> **Dataset items**:
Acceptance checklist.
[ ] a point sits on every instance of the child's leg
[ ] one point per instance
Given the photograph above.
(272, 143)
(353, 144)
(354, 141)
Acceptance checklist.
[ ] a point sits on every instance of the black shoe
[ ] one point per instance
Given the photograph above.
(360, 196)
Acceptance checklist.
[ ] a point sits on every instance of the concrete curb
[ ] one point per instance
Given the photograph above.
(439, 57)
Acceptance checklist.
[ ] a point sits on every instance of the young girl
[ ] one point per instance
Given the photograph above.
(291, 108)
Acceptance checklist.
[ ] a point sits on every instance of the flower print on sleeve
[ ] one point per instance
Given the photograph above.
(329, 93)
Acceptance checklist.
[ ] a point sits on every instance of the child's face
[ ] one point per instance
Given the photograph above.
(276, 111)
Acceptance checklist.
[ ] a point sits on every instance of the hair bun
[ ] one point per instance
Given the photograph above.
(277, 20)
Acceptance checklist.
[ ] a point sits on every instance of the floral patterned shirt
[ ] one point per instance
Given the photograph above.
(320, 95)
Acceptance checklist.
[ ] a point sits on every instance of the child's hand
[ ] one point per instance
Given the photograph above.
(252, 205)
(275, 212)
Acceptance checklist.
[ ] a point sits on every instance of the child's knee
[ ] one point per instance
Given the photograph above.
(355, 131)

==

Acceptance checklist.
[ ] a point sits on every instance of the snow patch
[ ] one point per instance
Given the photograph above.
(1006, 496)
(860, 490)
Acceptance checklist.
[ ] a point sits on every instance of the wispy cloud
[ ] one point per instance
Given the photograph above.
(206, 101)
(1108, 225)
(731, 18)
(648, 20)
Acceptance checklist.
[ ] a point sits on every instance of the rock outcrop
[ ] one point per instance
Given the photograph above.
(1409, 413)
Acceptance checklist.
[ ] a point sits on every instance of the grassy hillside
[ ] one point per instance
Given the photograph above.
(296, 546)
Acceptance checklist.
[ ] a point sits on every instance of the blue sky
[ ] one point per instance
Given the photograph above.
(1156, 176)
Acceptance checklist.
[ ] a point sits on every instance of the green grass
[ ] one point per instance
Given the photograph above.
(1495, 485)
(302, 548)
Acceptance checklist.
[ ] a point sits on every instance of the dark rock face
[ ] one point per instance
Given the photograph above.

> **Set problem**:
Extract each line of the listing above that contains the word "rock".

> **Answer to the task**:
[ ] a point sits on every instance of the rock outcrop
[ ] a point sits on every instance of the dark rock face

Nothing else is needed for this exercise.